◆ **MATERIAL TO PROCESS**

■ ■ ■ ■ ■

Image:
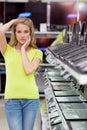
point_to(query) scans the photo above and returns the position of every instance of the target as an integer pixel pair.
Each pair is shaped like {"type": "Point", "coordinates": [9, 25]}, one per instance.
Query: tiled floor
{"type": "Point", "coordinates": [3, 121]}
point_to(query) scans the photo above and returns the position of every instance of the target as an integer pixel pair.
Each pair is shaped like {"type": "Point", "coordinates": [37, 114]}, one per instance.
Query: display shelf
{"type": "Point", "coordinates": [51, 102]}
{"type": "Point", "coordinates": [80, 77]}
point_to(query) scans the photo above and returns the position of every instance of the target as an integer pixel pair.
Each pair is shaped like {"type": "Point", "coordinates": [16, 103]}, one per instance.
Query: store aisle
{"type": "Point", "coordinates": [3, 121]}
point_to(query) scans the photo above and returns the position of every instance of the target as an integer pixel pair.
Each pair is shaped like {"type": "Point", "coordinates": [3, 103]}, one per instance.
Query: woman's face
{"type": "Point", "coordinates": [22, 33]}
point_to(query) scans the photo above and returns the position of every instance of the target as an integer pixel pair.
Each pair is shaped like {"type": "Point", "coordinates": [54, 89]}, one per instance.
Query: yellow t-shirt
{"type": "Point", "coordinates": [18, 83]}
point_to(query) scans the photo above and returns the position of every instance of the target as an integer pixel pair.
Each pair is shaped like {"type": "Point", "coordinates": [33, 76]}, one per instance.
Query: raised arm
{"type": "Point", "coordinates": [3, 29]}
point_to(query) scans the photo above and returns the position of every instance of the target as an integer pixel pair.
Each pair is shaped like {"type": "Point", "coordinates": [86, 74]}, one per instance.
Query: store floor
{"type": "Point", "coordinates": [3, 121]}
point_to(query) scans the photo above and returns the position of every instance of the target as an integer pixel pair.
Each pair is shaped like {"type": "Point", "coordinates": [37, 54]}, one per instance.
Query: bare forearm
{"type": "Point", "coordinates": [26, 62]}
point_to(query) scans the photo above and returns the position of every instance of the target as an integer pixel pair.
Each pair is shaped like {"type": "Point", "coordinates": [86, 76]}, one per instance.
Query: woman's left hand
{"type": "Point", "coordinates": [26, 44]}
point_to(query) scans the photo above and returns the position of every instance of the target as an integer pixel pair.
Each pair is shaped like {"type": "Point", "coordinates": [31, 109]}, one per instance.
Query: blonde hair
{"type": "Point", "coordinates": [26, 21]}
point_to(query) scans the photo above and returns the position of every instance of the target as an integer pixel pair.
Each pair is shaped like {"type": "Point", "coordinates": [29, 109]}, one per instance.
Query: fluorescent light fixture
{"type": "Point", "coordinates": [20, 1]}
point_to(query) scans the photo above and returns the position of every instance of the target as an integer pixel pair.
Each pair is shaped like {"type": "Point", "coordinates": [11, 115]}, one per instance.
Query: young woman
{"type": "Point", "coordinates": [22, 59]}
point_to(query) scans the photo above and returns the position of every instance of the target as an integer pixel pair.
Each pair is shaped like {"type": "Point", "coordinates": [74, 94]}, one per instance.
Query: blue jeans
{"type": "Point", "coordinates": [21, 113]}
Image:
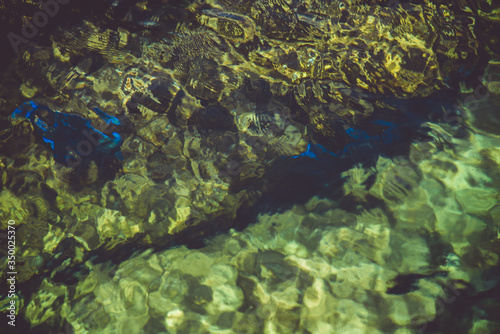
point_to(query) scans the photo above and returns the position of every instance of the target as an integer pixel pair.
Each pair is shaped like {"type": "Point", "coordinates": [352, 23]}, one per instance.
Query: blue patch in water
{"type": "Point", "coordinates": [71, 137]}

■ ■ ■ ■ ■

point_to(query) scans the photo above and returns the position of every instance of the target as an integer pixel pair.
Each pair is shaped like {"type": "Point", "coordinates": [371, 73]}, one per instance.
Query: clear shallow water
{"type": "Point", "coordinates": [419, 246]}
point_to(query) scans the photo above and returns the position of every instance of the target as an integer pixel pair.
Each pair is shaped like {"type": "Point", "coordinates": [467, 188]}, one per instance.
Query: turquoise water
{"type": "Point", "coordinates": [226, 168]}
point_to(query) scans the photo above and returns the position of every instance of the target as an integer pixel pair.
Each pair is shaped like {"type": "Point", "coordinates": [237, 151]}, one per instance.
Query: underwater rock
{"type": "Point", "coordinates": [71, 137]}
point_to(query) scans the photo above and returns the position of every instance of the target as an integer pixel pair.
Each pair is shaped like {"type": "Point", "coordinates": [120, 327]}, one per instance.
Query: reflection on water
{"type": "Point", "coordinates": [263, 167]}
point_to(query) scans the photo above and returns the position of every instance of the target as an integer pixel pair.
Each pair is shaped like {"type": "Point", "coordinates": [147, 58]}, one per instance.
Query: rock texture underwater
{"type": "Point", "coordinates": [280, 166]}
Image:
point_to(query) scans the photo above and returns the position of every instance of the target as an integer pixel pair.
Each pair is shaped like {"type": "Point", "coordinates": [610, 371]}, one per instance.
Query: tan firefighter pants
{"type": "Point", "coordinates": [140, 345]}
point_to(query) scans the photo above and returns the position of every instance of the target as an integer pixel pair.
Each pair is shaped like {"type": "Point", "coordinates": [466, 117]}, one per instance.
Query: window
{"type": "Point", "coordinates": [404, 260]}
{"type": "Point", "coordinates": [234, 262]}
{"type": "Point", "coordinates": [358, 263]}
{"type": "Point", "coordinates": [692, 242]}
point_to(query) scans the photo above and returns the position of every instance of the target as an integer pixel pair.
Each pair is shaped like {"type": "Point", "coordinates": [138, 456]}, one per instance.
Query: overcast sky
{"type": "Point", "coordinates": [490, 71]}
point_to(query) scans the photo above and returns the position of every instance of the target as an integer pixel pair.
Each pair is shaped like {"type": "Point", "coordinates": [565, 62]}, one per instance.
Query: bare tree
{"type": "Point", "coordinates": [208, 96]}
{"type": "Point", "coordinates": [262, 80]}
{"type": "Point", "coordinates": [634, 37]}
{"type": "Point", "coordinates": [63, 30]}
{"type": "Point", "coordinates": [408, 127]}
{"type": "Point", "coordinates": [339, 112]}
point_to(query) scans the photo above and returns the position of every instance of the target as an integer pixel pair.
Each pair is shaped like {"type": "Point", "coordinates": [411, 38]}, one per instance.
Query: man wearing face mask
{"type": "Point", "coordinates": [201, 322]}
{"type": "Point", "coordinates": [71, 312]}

■ ■ ■ ■ ■

◆ **WHAT THIS TASK INVOLVES**
From the entries above, pick out every line that contains the string "woman" and copy those lines. Case counts: uppercase and lowercase letters do not match each other.

◆ **REPLY TO THE TASK**
Query: woman's face
Query: woman's left hand
Query: young woman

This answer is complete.